» Richiesta A: Trascrivi dall'articolo sul castello e sul mulino di Monterosso tutto il passo che va da "IL CASTELLO –" giù fino a "Monterosso di Valgrana.".
» Richiesta B: Scrivi il seguito dell'articolo sul castello e sul vecchio mulino di Monterosso, partendo dall'ultima frase riportata.

» Articolo:
#####
IL CASTELLO – LA TORRE – L’ARCO

Il Castello e la torre
Il Castello e la torre

Sulla collina alle spalle dell’attuale capoluogo sorse verso il IX-X secolo una fortificazione, di cui oggi restano le rovine della Torre. Nel 1286 venne probabilmente eretto un nuovo edificio, poi franato, e Federico Saluzzo tra il XIV ed il XV secolo ne costruì un altro, noto come “Castello del Conte”, infeudandolo ai Monterosso di Valgrana.

Dopo un lungo periodo di lotte tra i Marchesi di Saluzzo, Cuneo e gli Angiò, nel 1357 il paese divenne parte dei Feudi di Eustachio di Saluzzo. Il Castello, che si raggiunge dopo aver attraversato il bel ponte in pietra ad arcata unica, fu trasformato in dimora signorile nel XVII secolo, inglobando le vecchie strutture tre-quattrocentesche rintracciabili in alcuni muraglioni in pietra e nella massiccia torre quadrata, la parte più imponente dell’intero edificio.

Il conte Alessandro Saluzzo nel 1662 fece costruire la cappella ottagonale attigua al palazzo Castello. Nel cortile è murato un frammento di lapide romana in travertino del II secolo con la scritta IMP C/PART/SARM, appellativi imperiali “ex virtute”, e dietro l’arco in muratura restano tracce di affreschi medievali.

Attualmente il castello e la torre sono di proprietà privata, mentre l’arco monumentale, recentemente restaurato, è di proprietà comunale.

IL VECCHIO MULINO – LA TURBINA IDRAULICA – LA FUCINA DEL FABBRO

Il Mulino
Il Mulino
La fucina del Fabbro
La fucina del Fabbro
La fucina del Fabbro
La fucina del Fabbro
Il maglio
Il maglio

Nel centro di Monterosso sono ancora presenti importanti testimonianze legate alle attività di sfruttamento idrico, integre sia nel profilo edilizio che in quello impiantistico.

Il VECCHIO MULINO ha origini antiche, davanti gli si presentavano le persone per farsi macinare il poco grano o meliga che avevano per poter sopravvivere; grazie alla macinazione la popolazione poteva mangiare con i prodotti derivanti delle farine.

Il Mulino era condotto dalla famiglia Armando, tramandato di padre in figlio e di generazione in generazione. Il proprietario più anziano di questa famiglia si chiamava Armando Spirito. Egli, grazie all’utilizzo della forza dell’acqua incanalata in appositi canali, riusciva a mettere in moto le ruote di pietra una sopra l’altra e grazie a questo movimento il frumento veniva incanalato nelle pietre dall’esterno verso l’interno diventando farina.

Con lo scoppiare della Seconda Guerra Mondiale il mulino venne chiuso dalla famiglia per paura di rappresaglie e furti, ma continuarono a macinare di nascosto, essendo l’unica attività che riusciva a sfamare la loro famiglia, se pur correndo molti rischi.
#####
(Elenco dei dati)
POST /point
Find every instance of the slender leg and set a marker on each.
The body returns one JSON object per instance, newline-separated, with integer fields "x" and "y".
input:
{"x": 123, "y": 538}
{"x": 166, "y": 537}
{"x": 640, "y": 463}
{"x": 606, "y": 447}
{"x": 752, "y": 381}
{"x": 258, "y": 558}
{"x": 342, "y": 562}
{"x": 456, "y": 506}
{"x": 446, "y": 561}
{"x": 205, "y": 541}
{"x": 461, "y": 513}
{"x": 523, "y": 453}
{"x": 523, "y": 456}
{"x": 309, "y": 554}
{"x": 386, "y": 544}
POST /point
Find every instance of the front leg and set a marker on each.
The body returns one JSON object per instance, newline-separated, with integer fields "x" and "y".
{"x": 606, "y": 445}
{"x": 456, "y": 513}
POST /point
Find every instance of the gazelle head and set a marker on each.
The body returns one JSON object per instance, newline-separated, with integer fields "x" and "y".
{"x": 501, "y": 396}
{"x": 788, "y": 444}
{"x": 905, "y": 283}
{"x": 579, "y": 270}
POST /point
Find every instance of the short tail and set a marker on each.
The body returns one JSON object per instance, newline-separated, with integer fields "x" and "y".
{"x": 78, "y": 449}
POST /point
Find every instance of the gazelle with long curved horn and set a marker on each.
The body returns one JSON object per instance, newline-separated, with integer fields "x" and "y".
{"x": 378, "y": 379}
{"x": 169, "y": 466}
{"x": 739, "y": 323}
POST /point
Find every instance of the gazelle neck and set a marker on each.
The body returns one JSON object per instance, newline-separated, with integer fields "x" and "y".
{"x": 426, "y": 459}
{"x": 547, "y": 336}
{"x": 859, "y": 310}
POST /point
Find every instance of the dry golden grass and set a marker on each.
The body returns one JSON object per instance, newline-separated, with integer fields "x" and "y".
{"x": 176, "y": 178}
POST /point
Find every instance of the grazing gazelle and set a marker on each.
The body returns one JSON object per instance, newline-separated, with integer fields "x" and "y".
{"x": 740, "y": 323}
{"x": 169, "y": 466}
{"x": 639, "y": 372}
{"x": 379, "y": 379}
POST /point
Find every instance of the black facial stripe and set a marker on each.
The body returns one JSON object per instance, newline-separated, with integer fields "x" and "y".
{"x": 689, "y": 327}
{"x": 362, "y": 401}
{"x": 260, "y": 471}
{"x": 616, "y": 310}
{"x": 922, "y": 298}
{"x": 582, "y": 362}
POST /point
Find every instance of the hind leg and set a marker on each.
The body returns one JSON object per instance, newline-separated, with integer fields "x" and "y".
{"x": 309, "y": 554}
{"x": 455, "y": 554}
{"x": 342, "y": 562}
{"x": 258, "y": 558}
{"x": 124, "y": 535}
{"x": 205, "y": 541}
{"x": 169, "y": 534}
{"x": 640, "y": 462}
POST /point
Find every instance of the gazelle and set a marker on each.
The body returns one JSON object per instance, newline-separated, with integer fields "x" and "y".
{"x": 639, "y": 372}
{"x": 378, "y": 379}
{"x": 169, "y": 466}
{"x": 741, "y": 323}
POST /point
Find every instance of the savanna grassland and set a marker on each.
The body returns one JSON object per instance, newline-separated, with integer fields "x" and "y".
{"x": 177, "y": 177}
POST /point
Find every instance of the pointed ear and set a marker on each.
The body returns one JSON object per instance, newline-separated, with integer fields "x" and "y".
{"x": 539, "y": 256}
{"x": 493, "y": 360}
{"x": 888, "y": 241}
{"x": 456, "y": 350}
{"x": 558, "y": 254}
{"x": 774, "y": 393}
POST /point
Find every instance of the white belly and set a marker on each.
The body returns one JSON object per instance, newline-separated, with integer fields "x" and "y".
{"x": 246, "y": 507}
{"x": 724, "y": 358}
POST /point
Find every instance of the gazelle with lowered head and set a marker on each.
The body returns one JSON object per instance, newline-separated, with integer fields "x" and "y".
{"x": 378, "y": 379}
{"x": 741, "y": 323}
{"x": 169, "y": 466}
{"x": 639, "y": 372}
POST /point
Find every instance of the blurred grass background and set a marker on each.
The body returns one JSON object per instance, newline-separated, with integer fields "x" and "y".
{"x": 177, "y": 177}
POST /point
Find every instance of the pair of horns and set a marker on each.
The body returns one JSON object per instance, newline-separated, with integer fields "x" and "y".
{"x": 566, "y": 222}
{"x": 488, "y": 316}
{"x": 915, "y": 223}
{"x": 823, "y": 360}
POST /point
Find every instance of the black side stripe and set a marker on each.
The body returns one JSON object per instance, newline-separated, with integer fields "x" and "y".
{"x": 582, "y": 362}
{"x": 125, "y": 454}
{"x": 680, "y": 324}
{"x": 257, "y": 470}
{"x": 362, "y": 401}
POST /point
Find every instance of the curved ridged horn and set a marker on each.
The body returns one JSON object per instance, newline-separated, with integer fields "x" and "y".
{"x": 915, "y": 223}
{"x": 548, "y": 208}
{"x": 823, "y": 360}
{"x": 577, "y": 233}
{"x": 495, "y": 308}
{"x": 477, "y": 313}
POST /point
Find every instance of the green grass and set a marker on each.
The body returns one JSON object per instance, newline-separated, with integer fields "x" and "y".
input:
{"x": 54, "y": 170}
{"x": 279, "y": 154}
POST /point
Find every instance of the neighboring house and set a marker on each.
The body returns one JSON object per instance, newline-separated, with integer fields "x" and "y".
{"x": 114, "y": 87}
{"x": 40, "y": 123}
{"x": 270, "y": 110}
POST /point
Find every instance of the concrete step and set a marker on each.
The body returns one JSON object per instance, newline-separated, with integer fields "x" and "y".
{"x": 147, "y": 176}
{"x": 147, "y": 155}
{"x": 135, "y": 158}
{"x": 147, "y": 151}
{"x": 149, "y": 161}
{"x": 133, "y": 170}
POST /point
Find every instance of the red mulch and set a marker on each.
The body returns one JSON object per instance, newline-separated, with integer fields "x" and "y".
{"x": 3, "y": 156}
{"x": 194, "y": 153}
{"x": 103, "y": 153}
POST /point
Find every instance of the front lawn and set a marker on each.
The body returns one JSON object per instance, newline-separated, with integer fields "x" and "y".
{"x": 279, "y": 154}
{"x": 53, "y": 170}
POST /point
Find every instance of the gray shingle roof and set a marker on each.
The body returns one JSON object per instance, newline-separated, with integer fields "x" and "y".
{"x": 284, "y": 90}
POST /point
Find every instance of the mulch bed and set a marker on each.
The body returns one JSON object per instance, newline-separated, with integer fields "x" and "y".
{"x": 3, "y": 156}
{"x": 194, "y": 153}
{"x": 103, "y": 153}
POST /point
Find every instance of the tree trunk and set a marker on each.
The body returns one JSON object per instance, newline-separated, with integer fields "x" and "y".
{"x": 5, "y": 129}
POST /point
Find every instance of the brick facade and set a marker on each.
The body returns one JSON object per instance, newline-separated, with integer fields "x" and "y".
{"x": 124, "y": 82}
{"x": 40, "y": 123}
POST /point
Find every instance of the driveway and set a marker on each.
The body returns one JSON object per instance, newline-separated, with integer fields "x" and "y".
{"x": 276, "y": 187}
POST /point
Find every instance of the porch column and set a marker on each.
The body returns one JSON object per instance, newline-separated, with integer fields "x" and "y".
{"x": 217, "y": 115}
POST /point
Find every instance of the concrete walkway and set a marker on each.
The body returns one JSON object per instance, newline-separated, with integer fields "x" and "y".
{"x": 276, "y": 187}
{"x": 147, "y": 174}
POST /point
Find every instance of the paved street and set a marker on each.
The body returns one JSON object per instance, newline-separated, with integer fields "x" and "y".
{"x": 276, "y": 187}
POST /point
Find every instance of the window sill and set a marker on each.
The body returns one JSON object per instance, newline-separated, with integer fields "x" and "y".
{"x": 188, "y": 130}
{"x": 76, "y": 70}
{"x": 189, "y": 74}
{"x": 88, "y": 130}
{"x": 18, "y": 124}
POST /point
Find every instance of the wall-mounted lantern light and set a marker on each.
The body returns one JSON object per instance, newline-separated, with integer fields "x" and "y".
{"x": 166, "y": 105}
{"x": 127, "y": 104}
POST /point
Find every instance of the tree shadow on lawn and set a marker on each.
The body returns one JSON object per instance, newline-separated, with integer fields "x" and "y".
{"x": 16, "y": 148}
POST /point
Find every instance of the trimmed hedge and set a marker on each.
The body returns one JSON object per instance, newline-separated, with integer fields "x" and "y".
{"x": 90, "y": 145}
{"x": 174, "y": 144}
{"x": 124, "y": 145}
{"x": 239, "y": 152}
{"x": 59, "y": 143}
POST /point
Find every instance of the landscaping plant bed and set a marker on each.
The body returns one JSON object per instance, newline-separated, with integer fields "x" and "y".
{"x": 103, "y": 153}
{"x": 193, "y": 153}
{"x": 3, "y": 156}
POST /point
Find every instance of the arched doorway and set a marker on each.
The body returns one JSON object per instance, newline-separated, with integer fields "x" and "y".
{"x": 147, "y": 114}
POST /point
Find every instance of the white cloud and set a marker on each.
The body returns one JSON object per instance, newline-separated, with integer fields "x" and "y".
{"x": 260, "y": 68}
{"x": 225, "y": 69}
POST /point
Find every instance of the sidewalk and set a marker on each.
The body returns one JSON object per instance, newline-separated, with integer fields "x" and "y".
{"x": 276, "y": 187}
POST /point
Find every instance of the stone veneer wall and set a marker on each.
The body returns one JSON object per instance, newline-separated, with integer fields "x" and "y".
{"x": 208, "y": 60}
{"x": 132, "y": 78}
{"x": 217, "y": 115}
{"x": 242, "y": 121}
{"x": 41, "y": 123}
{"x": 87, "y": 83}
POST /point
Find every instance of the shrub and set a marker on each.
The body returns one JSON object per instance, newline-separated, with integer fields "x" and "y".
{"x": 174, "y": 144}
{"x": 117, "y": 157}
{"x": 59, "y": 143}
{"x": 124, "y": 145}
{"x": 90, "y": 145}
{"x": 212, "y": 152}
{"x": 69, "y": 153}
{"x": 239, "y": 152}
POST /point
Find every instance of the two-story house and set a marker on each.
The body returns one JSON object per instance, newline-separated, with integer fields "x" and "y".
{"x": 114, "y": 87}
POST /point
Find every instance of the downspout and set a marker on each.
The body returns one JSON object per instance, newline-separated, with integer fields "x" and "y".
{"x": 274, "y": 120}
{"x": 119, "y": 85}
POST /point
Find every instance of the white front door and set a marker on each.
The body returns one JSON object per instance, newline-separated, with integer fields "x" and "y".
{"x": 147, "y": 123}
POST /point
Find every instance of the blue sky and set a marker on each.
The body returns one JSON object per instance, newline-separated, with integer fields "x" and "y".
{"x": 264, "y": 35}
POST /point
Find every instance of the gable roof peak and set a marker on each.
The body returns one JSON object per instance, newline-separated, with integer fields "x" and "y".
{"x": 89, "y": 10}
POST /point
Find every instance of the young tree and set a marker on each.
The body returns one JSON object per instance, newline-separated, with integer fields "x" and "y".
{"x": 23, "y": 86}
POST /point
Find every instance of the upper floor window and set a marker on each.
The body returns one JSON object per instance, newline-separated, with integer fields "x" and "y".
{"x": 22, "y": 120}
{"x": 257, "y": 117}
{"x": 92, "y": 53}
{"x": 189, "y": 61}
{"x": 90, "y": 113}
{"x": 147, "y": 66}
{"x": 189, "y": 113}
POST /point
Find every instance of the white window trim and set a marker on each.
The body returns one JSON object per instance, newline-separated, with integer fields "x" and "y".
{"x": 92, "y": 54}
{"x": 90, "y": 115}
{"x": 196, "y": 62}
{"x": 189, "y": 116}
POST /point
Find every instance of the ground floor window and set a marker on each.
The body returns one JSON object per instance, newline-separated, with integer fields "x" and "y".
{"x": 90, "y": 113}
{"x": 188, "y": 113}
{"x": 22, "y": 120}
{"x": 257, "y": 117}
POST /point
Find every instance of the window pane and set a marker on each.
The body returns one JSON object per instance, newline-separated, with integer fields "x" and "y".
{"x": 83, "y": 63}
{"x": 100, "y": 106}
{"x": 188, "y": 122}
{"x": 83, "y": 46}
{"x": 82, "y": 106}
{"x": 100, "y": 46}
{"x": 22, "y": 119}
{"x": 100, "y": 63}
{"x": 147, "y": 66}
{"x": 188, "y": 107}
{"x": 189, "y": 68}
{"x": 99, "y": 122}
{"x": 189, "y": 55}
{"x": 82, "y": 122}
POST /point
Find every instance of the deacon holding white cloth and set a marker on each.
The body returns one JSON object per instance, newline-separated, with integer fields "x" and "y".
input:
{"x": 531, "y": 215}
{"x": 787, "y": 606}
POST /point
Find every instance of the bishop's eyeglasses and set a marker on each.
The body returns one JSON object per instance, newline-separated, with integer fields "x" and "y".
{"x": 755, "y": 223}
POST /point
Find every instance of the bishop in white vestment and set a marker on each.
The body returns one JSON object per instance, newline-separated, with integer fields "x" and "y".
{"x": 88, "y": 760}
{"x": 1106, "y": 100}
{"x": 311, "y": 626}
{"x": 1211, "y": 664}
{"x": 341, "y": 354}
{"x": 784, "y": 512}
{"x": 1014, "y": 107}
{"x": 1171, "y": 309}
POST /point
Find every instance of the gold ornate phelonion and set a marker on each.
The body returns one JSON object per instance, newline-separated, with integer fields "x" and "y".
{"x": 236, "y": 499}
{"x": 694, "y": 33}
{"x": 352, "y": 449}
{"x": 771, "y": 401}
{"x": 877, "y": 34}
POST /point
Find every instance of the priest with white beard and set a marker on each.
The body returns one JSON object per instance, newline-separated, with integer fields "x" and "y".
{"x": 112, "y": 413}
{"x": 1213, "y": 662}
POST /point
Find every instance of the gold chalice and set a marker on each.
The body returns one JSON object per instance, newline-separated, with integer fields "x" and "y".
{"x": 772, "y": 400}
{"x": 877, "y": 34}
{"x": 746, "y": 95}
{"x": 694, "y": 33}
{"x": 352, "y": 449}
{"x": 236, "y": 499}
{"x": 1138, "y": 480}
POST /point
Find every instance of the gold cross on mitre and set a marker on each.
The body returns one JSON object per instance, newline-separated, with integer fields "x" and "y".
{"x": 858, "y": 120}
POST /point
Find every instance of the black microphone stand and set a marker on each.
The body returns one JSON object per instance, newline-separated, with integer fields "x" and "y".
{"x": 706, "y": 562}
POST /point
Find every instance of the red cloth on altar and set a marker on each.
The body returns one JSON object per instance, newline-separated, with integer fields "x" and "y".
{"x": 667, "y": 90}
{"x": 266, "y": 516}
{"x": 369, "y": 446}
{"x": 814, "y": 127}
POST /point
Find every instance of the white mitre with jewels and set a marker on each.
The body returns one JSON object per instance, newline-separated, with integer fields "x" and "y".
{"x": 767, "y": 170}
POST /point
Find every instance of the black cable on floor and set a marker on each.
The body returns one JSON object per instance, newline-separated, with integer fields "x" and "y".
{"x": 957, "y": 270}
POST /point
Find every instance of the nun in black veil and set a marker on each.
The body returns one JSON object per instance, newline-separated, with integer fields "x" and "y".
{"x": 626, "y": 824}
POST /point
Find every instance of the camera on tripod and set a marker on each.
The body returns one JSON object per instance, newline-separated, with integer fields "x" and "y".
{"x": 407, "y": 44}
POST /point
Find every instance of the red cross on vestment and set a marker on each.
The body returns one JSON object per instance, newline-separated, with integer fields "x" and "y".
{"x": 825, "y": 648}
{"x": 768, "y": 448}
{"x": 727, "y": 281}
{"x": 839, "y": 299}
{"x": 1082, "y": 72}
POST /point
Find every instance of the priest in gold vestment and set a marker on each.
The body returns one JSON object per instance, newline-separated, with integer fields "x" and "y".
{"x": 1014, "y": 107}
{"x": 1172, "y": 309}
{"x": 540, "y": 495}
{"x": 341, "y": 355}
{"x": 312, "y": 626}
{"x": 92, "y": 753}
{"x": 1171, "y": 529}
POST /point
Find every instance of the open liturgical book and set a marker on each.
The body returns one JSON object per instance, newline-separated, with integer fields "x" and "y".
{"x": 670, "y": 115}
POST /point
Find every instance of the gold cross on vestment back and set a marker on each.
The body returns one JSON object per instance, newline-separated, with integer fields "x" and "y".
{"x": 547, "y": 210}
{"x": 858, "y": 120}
#####
» Risposta scritta A:
IL CASTELLO – LA TORRE – L’ARCO

Il Castello e la torre
Il Castello e la torre

Sulla collina alle spalle dell’attuale capoluogo sorse verso il IX-X secolo una fortificazione, di cui oggi restano le rovine della Torre. Nel 1286 venne probabilmente eretto un nuovo edificio, poi franato, e Federico Saluzzo tra il XIV ed il XV secolo ne costruì un altro, noto come “Castello del Conte”, infeudandolo ai Monterosso di Valgrana.

» Risposta scritta B:
Le piccole popolazioni montanare stremate dalla guerra e dall’invasione tedesca che a stento riuscivano a vivere con il poco che avevano vedevano il mulino come unico spiraglio di salvezza. Esso non macinava solo per la popolazione ma anche per il sostentamento dei gruppi partigiani presenti sulle nostre montagne, il che poteva costituire un problema serio perché se si veniva sorpresi ad aiutare i gruppi partigiani in qualsiasi modo, si veniva giustiziati cioè, nella peggiore delle ipotesi, fucilati dai gruppi delle “camicie nere”. 

Si può quindi immaginare quanto questo mulino abbia avuto un ruolo fondamentale nella vita dei nostri paesini.

La famiglia dichiarò la sua vera riapertura nel 1946 alla fine della guerra.

Negli ultimi anni il mulino ha funzionato solo più parzialmente; con la vecchiaia la famiglia Armando non riuscì più a condurre il mulino e i famigliari lavorando in città lasciarono l’attività di famiglia.

Il mulino fu chiuso definitivamente negli anni 90.

Negli anni 30 al vecchio mulino venne associata una TURBINA IDRAULICA (Pelton): l’acqua, dopo aver messo in movimento il mulino, veniva incanalata e spinta sulle pale di questa turbina che mettendosi in movimento producevano corrente elettrica poi distribuita ai paesini circostanti grazie ad una primitiva rete di distribuzione di tensione a 120 V. La tensione generata, anche se minima, riusciva ad alimentare tutte le case dei piccoli paesini circostanti, Monterosso, Frise, San Pietro, Santa Lucia.

La turbina venne dismessa con l’arrivo della nuova linea portatrice di corrente arrivata negli anni 60 che riusciva a soddisfare tutti i fabbisogni delle famiglie. Il progresso ha portato in casa delle famiglie nuovi elettrodomestici: frigoriferi, lavatrici, ecc. che la piccola turbina del mulino non riusciva più a soddisfare. 

L’acqua, dopo aver generato il movimento nella turbina, veniva convogliata in un canale di scolo propriamente costruito per farla defluire nel torrente Grana; questa fuoriuscita nel fiume era comandata da serramenti a mano i quali, se chiusi, consentivano il trasporto dell’acqua nella vicina casa del FABBRO, il quale utilizzava la forza dell’acqua per dare movimento di battuta al “maglio”.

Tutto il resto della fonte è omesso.